» **RECORDED INFORMATION**
*** Block opens ***

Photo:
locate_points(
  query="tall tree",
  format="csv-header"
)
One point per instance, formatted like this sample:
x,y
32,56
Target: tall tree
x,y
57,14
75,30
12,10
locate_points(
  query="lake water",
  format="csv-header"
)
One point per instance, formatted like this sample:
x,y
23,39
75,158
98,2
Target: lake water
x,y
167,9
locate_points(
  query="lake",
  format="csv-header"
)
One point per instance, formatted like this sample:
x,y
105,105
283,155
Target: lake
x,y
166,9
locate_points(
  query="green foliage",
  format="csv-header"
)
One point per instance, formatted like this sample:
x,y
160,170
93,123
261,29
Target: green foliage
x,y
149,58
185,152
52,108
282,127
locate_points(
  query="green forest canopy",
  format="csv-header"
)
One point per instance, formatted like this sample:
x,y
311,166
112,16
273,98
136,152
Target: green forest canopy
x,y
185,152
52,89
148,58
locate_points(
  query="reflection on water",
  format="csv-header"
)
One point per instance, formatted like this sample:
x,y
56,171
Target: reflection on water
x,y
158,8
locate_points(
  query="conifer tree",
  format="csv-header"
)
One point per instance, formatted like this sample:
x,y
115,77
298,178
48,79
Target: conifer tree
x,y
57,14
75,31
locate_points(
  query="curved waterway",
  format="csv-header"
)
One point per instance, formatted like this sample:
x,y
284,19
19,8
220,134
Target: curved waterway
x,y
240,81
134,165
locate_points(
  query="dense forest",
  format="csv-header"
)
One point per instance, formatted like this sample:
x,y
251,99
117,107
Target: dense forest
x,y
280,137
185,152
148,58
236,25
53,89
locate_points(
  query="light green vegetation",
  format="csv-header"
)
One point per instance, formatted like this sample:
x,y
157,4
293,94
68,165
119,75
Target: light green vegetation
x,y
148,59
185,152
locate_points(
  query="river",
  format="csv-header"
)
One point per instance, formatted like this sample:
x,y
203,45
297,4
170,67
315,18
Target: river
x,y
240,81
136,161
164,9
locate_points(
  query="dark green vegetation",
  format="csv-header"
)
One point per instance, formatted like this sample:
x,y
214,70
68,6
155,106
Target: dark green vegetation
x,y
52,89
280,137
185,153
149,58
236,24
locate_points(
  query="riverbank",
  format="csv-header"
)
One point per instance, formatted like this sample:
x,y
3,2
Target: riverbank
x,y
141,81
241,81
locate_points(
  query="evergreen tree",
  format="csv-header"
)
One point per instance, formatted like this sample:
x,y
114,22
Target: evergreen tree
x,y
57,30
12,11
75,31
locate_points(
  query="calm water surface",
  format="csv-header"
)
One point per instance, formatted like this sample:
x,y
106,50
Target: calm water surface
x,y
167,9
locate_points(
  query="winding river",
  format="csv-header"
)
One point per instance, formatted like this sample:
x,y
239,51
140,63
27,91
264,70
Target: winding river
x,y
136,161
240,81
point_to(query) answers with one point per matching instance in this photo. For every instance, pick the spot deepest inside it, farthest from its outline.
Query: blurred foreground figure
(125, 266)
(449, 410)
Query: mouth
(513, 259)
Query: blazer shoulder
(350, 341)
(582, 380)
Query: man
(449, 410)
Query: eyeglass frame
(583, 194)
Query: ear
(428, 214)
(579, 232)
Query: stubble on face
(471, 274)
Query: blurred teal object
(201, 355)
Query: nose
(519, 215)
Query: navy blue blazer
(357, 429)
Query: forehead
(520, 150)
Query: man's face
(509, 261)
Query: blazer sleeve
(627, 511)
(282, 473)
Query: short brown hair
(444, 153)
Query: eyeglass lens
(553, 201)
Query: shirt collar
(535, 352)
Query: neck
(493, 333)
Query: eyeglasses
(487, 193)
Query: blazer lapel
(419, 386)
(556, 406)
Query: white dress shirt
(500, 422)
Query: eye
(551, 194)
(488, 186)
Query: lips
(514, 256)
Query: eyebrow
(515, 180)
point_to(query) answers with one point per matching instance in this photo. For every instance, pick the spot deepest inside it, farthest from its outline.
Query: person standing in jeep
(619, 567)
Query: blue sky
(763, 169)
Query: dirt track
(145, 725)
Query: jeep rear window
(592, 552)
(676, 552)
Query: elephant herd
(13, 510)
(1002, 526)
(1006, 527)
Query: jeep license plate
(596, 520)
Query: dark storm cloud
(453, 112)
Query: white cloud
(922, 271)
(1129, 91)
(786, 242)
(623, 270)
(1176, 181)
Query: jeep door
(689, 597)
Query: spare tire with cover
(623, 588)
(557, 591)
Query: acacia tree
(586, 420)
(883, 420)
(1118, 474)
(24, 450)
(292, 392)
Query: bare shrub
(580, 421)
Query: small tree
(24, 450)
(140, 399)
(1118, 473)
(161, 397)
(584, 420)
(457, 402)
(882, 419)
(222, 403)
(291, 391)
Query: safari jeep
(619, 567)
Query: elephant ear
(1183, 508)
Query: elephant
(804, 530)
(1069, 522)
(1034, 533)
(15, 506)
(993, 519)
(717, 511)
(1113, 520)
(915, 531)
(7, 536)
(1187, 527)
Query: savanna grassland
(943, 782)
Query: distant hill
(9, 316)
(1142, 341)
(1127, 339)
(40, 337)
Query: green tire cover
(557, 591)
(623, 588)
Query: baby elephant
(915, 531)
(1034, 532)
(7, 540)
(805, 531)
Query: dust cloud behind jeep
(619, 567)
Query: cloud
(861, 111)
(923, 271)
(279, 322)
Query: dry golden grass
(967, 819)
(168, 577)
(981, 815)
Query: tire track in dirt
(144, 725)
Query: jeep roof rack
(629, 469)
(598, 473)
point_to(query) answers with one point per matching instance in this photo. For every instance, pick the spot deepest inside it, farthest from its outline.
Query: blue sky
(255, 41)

*** Block closes ***

» **HOW TO COMPLETE THIS TASK**
Please be sure to repeat every entry exactly.

» **RESPONSE AREA**
Photo:
locate_points(
  query="tall tree",
  format="csv-header"
)
One point per instance, formatted like this sample:
x,y
32,56
Target: tall tree
x,y
57,14
75,30
12,10
locate_points(
  query="lake water",
  format="csv-header"
)
One point per instance, formatted like this sample:
x,y
23,39
75,158
98,2
Target: lake water
x,y
167,9
locate_points(
  query="lake",
  format="csv-header"
)
One point per instance, formatted like this sample:
x,y
105,105
283,155
Target: lake
x,y
166,9
locate_points(
  query="green foliage",
  format="csv-header"
)
One point per instance, formatted like this sample:
x,y
160,170
93,123
261,29
Target: green foliage
x,y
149,58
185,152
52,108
282,127
locate_points(
  query="green forest canopy",
  format="csv-header"
)
One point per instance, formatted like this sample:
x,y
311,166
112,16
273,98
136,152
Target: green forest canopy
x,y
185,152
52,89
148,58
locate_points(
  query="reflection on water",
  format="csv-header"
)
One point per instance, formatted like this sample:
x,y
56,171
Target: reflection on water
x,y
158,8
locate_points(
  query="conifer tree",
  format="csv-header"
)
One point per instance, formatted like this sample:
x,y
115,77
298,178
48,79
Target: conifer tree
x,y
57,14
75,31
locate_points(
  query="curved waterway",
  format="csv-header"
)
One point per instance, formatted like this sample:
x,y
284,19
19,8
220,134
Target: curved waterway
x,y
240,81
134,165
locate_points(
  query="dense forest",
  format="csv-header"
)
One point per instance, formatted like this sample:
x,y
251,99
117,107
Target: dense forest
x,y
280,137
185,152
148,58
236,25
53,89
locate_points(
  query="light green vegetation",
  format="csv-header"
)
One point per instance, formatted like this sample:
x,y
157,4
293,94
68,165
119,75
Target: light green vegetation
x,y
148,59
185,152
locate_points(
  query="river",
  format="csv-header"
)
One point per instance, formatted like this sample:
x,y
203,45
297,4
170,67
315,18
Target: river
x,y
240,81
136,161
164,9
locate_points(
  query="dark green vegetation",
  format="csv-header"
)
One point per instance, formatted like this sample:
x,y
214,70
68,6
155,106
Target: dark green vegetation
x,y
52,89
280,137
185,153
149,58
236,24
locate_points(
  query="riverbank",
  format="csv-header"
)
One point per instance, formatted like this sample:
x,y
3,2
Target: riverbank
x,y
141,81
241,81
locate_points(
  query="evergreen tree",
  format="csv-header"
)
One point per instance, formatted like this sample:
x,y
114,22
Target: evergreen tree
x,y
57,30
12,11
75,31
locate_points(
  query="calm water surface",
  format="csv-header"
)
One point per instance, formatted like this sample:
x,y
106,50
Target: calm water surface
x,y
167,9
locate_points(
  query="winding river",
  format="csv-header"
)
One point per instance, formatted like this sample:
x,y
239,51
140,63
27,91
264,70
Target: winding river
x,y
136,161
240,81
point_to(query) answers with one point per matching instance in this photo. For every instance, pick the spot deepest inside it, farthest from its outline.
Query: blurred foreground figure
(125, 266)
(449, 410)
Query: mouth
(513, 259)
Query: blazer shoulder
(350, 341)
(582, 380)
Query: man
(449, 410)
Query: eyeglass frame
(583, 194)
Query: ear
(428, 214)
(579, 232)
Query: stubble on face
(471, 274)
Query: blurred teal object
(201, 355)
Query: nose
(519, 215)
Query: navy blue blazer
(357, 429)
Query: forehead
(520, 150)
Query: man's face
(509, 261)
Query: blazer sleeve
(627, 511)
(282, 473)
Query: short brown hair
(444, 153)
Query: eyeglass lens
(553, 201)
Query: shirt collar
(535, 352)
Query: neck
(493, 333)
Query: eyeglasses
(487, 193)
Query: blazer lapel
(419, 386)
(556, 406)
Query: white dress shirt
(500, 422)
Query: eye
(551, 194)
(488, 186)
Query: lips
(514, 256)
Query: eyebrow
(515, 180)
point_to(query) answers with one point per matching instance in this photo. For every instance, pick the spot deepest inside it, farthest from its outline.
Query: person standing in jeep
(619, 567)
Query: blue sky
(763, 169)
Query: dirt track
(145, 725)
Query: jeep rear window
(592, 552)
(676, 552)
Query: elephant herd
(13, 510)
(1002, 526)
(1006, 527)
Query: jeep license plate
(596, 520)
Query: dark storm cloud
(453, 112)
Query: white cloud
(922, 271)
(1129, 91)
(786, 242)
(623, 270)
(1176, 181)
Query: jeep door
(689, 597)
Query: spare tire with cover
(623, 588)
(557, 591)
Query: acacia tree
(586, 420)
(883, 420)
(1118, 474)
(24, 450)
(292, 392)
Query: bare shrub
(580, 421)
Query: small tree
(24, 450)
(140, 399)
(1118, 473)
(161, 397)
(584, 420)
(457, 402)
(882, 419)
(222, 403)
(291, 391)
Query: safari jeep
(619, 567)
Query: elephant ear
(1183, 508)
Query: elephant
(804, 530)
(1069, 522)
(1034, 533)
(15, 506)
(993, 519)
(717, 511)
(1113, 520)
(915, 531)
(7, 536)
(1187, 527)
Query: savanna grassland
(943, 782)
Query: distant hill
(9, 316)
(1142, 341)
(1127, 339)
(40, 337)
Query: green tire cover
(557, 591)
(623, 588)
Query: baby elephant
(915, 531)
(1034, 532)
(7, 540)
(805, 531)
Query: dust cloud behind jeep
(619, 567)
Query: cloud
(861, 111)
(923, 271)
(279, 322)
Query: dry golden grass
(967, 819)
(168, 577)
(981, 815)
Query: tire track in dirt
(144, 725)
Query: jeep roof rack
(629, 469)
(598, 473)
point_to(query) answers with one point per matching instance in this photo. For every instance, pick the spot deepest inside it, farthest from its outline.
Query: blue sky
(255, 41)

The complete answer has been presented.